:: Quoted text

Spawning random objects is also enjoyable:

if (std.crypto.random.intRangeAtMost(u8, 1, 100) <= 60) {
    const item_pos = getRandomWalkablePositionInRoom(new_room);
    // 40% chance for health potion, 30% chance for sword, 30% chance for helmet
    const roll = std.crypto.random.intRangeAtMost(u8, 1, 100);
    const new_item = if (roll <= 40)
        item.Item.healthPotion(item_pos.scale(16.0))
    else if (roll <= 70)
        item.Item.sword(item_pos.scale(16.0))
    else
        item.Item.leatherHelmet(item_pos.scale(16.0));

    try items.append(new_item);
}

Player’s Field of View

To give a sense of peril and mystery to the player, introducing a Field of View (FOV) does quite the trick. From an algorithmic perspective, it’s also quite interesting because you need to compute and “imagine” a kind of circle that has the player at its center.

It has some peculiarities that make it not so straightforward to implement:

• Tiles can block the player’s visibility, which means that given a radius (which can be arbitrarily large), if a series of walls enter inside its range, you must show them but you must limit whatever appears behind those walls
• The circle won’t be a perfect one, of course, because it needs to be clamped to a square-ish form
• At each loop cycle, there will be VISIBLE tiles and VISITED tiles. The player can see what is in range, and a blurred/greyed version of what they have visited before. This gives the player an enhanced exploration experience

This is probably the most interesting part from an algorithmic perspective. Raycasting is required because we need to understand if a tile is visible within a radius, and after that we determine which are the visited tiles and the visible tiles. The circle’s area formula is needed here, as well as some knowledge of raycasting.

pub fn computeFOV(
    allocator: std.mem.Allocator, 
    center: Point, 
    radius: i32, 
    m: map.Map
) !std.AutoHashMap(Point, void) {
    var visible = std.AutoHashMap(Point, void).init(allocator);

    const candidates = try pointsWithinRadius(allocator, center, radius);
    defer candidates.deinit();

    for (candidates.items) |target| {
        var ray_tiles_coordinates = try castRay(allocator, center, target, m);
        defer ray_tiles_coordinates.deinit();
        
        for (ray_tiles_coordinates.items) |coordinate_point| {
            const tile = m.getTile(coordinate_point.x, coordinate_point.y).?;
            try visible.put(coordinate_point, {});
            if (!tile.transparent) break;
        }
    }

    return visible;
}

A list of candidates is generated by determining which points are within radius, and then for each of them we collect the coordinates of the tiles that compose the ray from the center point (the player) to the candidate point.

::::
:: Raw records

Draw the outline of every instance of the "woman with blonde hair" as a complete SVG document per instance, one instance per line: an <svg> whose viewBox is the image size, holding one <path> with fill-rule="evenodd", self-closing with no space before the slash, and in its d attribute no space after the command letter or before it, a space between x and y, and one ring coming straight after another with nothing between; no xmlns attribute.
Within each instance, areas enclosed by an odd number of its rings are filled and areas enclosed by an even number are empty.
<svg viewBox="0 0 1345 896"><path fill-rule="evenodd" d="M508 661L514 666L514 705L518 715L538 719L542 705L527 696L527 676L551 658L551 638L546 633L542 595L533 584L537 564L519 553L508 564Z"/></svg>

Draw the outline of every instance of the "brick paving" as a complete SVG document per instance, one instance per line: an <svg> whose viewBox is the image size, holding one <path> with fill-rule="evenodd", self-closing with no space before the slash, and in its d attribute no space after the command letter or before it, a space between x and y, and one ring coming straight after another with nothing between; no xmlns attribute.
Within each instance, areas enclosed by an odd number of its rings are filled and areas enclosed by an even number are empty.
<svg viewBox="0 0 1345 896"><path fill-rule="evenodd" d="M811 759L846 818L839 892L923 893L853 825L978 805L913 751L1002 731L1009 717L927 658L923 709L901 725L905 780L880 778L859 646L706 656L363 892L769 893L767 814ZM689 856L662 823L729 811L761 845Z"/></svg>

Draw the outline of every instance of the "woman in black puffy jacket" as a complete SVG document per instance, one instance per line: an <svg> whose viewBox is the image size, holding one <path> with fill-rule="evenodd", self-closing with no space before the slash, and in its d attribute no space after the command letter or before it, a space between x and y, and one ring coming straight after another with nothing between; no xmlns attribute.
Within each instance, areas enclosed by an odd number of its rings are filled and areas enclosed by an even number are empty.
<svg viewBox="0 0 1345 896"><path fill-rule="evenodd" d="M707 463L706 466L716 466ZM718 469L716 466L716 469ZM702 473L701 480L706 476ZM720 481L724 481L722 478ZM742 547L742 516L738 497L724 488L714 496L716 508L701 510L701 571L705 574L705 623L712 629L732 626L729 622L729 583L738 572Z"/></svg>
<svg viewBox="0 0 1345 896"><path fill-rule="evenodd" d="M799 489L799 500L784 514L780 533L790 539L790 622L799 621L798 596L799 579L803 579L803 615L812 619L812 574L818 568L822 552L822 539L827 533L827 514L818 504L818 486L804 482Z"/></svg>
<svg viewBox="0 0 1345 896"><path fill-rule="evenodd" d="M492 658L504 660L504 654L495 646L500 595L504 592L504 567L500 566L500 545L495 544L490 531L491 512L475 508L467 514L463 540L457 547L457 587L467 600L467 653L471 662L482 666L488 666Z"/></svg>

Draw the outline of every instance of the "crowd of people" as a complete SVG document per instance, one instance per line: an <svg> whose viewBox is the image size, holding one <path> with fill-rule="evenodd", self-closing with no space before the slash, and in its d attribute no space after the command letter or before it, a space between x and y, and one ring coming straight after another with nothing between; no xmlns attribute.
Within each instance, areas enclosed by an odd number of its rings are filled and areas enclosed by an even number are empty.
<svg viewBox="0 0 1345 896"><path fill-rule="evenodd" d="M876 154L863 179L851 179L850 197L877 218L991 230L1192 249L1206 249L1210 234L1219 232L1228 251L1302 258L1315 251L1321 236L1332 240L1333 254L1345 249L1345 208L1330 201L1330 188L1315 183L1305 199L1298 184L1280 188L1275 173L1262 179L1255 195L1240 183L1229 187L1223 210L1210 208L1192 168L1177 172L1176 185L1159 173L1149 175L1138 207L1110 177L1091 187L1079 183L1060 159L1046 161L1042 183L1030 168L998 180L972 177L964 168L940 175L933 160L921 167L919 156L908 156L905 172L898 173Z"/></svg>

::::
:: Raw records

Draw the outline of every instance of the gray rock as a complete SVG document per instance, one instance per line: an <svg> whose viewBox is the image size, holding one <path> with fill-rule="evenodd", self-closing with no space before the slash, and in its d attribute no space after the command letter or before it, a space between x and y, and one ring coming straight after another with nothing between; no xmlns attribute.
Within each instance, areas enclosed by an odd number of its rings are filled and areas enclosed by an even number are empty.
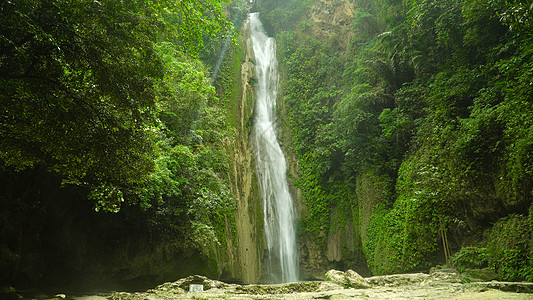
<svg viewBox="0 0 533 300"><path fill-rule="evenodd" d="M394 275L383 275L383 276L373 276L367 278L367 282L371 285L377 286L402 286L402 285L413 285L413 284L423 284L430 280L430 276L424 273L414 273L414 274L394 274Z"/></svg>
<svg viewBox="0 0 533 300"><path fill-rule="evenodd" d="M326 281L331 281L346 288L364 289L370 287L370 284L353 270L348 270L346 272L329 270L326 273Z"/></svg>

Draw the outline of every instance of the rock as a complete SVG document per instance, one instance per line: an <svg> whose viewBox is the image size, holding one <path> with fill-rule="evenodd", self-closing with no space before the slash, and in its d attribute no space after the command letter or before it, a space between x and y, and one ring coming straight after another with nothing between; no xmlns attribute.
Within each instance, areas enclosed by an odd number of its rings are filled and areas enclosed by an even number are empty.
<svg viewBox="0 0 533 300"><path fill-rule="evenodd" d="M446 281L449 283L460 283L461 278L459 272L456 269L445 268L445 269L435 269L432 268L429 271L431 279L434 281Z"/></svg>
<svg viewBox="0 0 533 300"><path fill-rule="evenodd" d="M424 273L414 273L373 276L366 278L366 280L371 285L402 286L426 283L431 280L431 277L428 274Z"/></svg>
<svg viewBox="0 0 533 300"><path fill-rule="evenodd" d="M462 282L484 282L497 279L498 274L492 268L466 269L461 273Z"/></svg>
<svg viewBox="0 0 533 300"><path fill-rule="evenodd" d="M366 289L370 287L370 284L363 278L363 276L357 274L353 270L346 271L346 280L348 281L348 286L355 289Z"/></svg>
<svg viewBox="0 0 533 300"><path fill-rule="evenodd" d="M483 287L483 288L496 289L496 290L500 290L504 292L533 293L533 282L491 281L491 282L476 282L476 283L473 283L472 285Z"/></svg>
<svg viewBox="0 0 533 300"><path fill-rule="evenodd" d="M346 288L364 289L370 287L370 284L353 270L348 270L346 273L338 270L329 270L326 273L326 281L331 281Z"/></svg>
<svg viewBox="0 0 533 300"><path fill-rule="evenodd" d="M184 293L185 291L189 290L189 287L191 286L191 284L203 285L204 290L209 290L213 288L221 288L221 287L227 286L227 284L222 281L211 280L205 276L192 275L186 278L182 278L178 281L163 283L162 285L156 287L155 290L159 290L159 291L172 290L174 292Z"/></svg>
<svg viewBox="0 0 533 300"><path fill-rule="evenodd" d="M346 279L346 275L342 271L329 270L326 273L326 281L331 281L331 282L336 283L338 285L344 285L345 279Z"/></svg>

::::
:: Raw records

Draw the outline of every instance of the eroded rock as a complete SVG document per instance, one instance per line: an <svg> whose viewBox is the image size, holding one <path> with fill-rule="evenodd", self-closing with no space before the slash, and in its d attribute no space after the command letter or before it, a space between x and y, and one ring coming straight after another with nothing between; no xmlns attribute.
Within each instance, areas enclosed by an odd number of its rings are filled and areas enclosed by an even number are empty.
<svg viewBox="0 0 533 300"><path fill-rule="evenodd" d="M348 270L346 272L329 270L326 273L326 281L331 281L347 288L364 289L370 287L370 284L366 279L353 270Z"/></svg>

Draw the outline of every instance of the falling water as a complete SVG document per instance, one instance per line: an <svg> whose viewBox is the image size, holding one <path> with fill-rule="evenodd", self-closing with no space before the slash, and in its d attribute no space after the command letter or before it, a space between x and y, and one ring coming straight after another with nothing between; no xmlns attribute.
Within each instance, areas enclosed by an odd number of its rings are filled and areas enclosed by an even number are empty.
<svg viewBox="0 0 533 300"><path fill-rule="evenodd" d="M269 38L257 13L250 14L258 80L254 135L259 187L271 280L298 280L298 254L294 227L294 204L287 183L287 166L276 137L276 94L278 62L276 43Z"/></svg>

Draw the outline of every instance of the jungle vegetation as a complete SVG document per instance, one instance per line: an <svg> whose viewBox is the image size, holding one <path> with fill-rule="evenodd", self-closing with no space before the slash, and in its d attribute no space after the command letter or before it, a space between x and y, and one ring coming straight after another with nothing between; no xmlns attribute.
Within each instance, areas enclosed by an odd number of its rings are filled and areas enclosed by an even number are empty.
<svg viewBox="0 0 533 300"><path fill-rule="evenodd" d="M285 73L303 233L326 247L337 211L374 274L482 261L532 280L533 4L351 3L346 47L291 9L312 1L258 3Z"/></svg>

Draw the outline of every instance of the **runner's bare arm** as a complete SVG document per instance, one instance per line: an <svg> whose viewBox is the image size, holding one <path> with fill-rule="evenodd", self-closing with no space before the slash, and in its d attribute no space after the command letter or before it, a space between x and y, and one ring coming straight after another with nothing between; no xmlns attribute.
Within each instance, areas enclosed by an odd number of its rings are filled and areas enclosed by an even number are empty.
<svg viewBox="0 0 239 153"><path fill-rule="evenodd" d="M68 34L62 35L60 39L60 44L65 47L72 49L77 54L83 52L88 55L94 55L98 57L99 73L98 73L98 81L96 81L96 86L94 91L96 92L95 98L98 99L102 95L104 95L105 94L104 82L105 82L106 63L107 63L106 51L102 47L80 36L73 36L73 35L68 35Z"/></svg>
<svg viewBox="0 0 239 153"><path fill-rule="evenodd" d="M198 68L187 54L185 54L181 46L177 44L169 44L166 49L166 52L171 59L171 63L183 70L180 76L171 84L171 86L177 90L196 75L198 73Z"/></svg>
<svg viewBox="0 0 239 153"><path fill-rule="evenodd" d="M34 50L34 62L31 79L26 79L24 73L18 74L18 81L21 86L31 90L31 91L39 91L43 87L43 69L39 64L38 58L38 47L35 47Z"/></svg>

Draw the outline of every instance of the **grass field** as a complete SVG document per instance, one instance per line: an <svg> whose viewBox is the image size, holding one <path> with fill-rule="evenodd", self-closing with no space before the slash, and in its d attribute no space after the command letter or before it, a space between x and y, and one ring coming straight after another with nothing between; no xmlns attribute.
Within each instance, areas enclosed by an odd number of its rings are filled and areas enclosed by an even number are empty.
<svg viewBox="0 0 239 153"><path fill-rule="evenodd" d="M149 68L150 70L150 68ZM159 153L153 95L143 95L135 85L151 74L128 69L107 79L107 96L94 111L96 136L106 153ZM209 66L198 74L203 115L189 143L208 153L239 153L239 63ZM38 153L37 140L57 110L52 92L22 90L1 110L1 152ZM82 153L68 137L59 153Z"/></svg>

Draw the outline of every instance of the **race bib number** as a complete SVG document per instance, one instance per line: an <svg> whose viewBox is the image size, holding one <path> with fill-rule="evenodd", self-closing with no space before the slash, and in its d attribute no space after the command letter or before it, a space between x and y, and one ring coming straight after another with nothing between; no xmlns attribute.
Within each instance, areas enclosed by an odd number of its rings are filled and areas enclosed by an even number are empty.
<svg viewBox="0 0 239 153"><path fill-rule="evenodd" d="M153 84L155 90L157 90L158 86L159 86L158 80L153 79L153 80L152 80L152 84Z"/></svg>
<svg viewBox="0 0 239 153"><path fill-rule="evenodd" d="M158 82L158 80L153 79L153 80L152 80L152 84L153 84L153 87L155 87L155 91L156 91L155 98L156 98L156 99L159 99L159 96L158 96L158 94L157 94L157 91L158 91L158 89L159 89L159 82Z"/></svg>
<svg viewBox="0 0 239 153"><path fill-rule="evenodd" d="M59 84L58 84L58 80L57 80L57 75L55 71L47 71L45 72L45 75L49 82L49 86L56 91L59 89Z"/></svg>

::::

◆ **Given request A**: Please repeat the game-programming text between "This is probably" and "knowledge of raycasting.", inclusive.
◆ **Given request B**: According to the game-programming text, which two kinds of tiles exist at each loop cycle?
◆ **Given request C**: Name every parameter of the computeFOV function in the game-programming text.
The items stand apart from the game-programming text and are separate material.

◆ **Right answer A**:
This is probably the most interesting part from an algorithmic perspective. Raycasting is required because we need to understand if a tile is visible within a radius, and after that we determine which are the visited tiles and the visible tiles. The circle’s area formula is needed here, as well as some knowledge of raycasting.

◆ **Right answer B**: VISIBLE tiles and VISITED tiles.

◆ **Right answer C**: allocator, center, radius, m